_GIVEN PASSAGE:_
The total UV chromatograms of RHI and insulin glargine are shown in Figure 3b. Most abundant ion species observed in the proteinase K digestion mixture for RHI and insulin glargine were similar, but a few apparent differences were observed (Supplementary Table S2, in Supporting Information). An abundant Mw672 ion was observed in the insulin glargine digest (Figure 3c), but not in the RHI digest (Figure 3b). This ion could be assigned as either YLVC(CG) or LVC(YCG), which contained the A21Gly residue and a disulfide bond between the two cysteine residues. The corresponding Mw729 peak was observed as an abundant ion in the RHI digest, which can be assigned as YLVC(CN) or LVC(YCN). These data showed that proteinase K digestion produced peptides that contain unique A21Asn (for RHI) or A21Gly (for insulin glargine) residues, which can be readily identified by LC-MS.

_ASSIGNMENT:_ Reproduce verbatim the portion of the passage on proteinase K digestion of insulin, starting with "The total UV" and going on through "identified by LC-MS.".

Collection entries:
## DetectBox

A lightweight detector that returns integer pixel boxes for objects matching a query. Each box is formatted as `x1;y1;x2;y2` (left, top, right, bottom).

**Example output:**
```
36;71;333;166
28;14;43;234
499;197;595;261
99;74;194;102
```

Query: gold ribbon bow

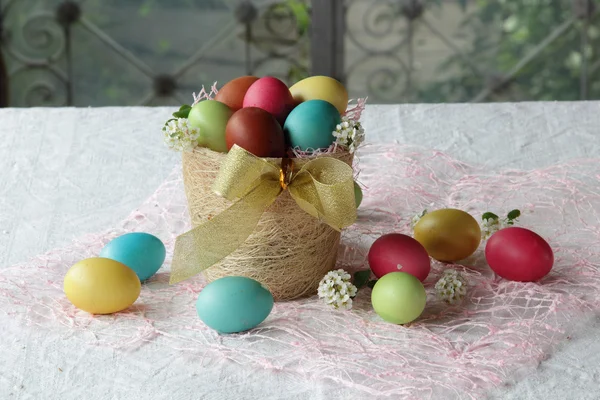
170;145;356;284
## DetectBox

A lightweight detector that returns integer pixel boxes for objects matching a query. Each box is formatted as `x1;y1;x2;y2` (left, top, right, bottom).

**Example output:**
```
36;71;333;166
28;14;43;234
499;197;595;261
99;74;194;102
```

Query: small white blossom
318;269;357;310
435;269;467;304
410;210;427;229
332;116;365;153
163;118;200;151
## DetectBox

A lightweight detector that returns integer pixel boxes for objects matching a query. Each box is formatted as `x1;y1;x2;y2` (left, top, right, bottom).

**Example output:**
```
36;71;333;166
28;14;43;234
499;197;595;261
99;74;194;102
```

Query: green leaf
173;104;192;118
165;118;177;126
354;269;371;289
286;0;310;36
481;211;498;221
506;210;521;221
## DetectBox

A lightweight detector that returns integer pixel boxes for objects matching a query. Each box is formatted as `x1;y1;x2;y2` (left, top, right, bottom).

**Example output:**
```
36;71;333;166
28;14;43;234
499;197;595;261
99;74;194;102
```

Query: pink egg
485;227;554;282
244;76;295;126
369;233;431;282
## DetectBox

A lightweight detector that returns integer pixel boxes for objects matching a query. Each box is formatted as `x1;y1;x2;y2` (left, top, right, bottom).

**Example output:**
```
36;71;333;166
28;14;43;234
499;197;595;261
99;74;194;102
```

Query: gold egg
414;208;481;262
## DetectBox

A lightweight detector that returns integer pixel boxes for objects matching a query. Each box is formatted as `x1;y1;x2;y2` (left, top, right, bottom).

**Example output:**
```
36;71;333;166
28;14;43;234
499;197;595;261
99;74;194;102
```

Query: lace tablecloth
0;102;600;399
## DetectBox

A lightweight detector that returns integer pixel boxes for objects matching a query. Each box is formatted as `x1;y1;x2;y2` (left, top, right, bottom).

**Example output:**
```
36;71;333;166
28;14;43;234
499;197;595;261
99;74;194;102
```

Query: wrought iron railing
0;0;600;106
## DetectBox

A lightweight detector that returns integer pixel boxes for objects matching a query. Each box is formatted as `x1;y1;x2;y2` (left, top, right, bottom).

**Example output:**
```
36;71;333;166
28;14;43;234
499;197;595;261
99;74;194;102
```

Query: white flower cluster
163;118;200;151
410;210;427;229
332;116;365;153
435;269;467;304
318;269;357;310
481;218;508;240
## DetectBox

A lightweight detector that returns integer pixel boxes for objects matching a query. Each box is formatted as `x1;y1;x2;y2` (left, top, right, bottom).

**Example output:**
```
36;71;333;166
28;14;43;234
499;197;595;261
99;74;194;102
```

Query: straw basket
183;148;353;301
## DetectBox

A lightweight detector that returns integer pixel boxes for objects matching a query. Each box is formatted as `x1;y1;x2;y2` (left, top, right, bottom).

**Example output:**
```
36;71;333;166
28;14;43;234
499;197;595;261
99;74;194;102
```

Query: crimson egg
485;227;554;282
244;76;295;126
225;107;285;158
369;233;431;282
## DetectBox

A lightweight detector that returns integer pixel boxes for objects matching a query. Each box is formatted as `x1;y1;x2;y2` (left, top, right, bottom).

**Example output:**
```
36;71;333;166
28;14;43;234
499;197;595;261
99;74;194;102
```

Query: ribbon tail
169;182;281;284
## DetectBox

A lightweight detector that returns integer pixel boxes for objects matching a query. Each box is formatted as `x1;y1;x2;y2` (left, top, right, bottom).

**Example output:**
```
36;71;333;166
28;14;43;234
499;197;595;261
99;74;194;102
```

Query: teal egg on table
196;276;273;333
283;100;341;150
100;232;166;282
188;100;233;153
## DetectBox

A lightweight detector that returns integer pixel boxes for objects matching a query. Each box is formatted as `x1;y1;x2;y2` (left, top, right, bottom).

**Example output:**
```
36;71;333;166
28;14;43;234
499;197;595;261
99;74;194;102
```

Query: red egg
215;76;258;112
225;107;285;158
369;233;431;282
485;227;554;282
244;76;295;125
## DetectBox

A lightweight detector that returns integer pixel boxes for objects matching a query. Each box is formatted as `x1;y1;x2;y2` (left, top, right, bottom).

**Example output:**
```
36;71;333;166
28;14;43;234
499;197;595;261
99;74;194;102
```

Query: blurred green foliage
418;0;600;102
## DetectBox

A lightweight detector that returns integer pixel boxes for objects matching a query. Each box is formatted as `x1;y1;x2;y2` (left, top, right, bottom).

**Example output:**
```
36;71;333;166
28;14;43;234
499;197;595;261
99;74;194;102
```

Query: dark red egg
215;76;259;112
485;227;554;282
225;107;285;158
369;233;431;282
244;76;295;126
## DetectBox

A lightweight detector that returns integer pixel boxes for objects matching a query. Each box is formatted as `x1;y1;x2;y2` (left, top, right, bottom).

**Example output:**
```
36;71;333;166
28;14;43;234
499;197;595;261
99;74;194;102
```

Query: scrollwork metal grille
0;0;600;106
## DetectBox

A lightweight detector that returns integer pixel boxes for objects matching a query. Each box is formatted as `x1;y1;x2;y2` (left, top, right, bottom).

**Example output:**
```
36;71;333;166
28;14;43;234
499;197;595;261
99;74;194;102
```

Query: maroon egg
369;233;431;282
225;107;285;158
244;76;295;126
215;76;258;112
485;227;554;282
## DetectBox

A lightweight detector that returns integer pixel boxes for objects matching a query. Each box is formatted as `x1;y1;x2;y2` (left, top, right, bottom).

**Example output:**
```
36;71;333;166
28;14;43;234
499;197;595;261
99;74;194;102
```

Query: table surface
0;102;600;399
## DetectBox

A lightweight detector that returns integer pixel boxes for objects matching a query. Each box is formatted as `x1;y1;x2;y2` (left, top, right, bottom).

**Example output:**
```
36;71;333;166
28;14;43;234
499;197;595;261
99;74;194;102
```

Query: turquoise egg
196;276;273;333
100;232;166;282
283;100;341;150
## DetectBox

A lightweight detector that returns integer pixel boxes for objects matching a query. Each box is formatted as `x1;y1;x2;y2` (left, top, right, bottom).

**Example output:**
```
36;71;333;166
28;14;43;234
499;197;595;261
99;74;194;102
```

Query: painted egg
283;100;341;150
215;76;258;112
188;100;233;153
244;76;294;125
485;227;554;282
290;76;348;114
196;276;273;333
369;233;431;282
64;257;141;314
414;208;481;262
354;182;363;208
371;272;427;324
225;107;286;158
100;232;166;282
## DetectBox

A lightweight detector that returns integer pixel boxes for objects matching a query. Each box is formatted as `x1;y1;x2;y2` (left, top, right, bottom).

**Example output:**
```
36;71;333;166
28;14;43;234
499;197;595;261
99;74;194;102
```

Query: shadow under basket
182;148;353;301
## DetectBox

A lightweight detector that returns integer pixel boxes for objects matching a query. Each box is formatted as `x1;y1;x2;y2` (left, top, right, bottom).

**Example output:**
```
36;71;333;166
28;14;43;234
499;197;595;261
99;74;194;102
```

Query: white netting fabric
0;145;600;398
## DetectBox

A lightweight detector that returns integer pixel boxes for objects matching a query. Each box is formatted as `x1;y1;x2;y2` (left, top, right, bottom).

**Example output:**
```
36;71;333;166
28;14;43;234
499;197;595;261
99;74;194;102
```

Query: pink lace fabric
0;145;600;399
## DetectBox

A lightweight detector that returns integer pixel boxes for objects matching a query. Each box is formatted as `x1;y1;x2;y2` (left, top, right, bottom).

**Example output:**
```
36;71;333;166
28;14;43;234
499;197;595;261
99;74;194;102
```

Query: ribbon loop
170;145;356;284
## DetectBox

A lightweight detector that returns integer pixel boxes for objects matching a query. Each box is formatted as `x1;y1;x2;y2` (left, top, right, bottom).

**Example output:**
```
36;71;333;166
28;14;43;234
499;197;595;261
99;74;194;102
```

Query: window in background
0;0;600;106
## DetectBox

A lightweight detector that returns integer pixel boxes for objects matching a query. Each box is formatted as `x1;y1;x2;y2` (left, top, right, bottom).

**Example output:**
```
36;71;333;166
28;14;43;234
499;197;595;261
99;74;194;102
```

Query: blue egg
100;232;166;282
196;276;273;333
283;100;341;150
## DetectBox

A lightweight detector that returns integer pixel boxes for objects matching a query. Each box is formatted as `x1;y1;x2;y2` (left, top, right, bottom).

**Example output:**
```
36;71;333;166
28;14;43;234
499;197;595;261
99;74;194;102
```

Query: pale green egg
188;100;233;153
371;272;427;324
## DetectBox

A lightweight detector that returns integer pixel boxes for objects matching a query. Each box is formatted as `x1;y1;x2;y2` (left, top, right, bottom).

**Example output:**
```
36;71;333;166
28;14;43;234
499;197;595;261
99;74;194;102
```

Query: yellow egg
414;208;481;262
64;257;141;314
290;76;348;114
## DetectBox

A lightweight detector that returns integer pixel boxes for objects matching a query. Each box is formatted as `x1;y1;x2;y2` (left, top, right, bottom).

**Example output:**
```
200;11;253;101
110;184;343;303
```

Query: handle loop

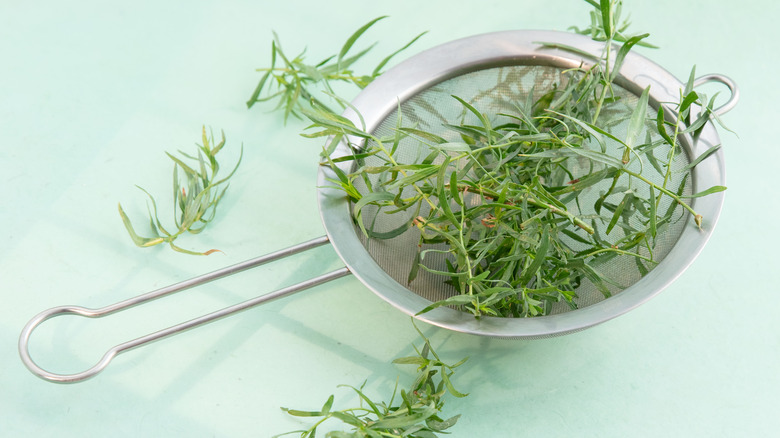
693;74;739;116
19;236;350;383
...
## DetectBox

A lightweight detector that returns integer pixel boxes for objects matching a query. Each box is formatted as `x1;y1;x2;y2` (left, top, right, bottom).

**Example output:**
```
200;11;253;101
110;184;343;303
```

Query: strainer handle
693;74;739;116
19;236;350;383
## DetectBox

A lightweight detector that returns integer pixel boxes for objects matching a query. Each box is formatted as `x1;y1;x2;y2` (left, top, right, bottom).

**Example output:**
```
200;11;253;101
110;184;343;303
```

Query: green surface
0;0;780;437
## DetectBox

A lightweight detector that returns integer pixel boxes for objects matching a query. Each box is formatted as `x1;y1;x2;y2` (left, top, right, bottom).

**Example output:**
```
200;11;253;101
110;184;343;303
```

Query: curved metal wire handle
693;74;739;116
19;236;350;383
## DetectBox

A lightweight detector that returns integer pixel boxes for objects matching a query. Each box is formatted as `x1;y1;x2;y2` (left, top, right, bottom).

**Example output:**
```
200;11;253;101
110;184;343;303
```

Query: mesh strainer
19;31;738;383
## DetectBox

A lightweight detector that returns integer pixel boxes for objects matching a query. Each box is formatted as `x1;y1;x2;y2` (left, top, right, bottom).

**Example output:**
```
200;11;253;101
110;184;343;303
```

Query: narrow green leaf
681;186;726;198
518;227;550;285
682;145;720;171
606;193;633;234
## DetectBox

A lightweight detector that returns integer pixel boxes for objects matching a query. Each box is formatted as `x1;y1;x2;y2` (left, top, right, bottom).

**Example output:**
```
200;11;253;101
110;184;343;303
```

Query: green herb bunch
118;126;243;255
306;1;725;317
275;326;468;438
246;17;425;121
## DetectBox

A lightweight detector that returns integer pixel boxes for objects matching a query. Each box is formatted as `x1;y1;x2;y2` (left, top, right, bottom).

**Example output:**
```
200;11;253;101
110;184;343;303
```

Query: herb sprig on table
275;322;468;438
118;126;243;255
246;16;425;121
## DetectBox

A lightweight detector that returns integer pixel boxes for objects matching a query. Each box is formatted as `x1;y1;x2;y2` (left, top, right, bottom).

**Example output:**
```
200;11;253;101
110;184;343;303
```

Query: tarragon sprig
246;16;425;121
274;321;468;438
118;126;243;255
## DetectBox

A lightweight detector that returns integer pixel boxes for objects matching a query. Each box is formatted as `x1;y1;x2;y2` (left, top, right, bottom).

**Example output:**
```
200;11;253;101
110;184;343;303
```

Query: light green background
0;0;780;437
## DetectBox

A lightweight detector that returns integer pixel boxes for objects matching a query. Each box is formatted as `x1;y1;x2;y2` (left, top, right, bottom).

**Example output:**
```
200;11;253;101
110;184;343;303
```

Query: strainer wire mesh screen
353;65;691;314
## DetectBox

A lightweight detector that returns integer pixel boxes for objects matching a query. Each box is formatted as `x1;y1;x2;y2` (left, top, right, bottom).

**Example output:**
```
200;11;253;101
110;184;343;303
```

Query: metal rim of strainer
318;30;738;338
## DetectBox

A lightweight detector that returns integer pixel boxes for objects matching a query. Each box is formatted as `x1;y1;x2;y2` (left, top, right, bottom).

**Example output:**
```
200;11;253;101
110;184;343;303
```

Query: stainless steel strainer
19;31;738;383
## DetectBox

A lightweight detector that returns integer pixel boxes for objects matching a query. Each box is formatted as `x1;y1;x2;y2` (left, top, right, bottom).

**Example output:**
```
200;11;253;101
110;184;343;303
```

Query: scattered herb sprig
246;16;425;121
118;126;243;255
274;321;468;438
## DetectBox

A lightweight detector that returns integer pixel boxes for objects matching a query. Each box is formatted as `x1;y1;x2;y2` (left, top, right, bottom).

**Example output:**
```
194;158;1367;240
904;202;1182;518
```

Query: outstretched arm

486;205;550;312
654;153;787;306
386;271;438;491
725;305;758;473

_REPLY TO THE TASK:_
The total UV chromatograms of RHI and insulin glargine are shown in Figure 3b. Most abundant ion species observed in the proteinase K digestion mixture for RHI and insulin glargine were similar, but a few apparent differences were observed (Supplementary Table S2, in Supporting Information). An abundant Mw672 ion was observed in the insulin glargine digest (Figure 3c), but not in the RHI digest (Figure 3b). This ion could be assigned as either YLVC(CG) or LVC(YCG), which contained the A21Gly residue and a disulfide bond between the two cysteine residues. The corresponding Mw729 peak was observed as an abundant ion in the RHI digest, which can be assigned as YLVC(CN) or LVC(YCN). These data showed that proteinase K digestion produced peptides that contain unique A21Asn (for RHI) or A21Gly (for insulin glargine) residues, which can be readily identified by LC-MS.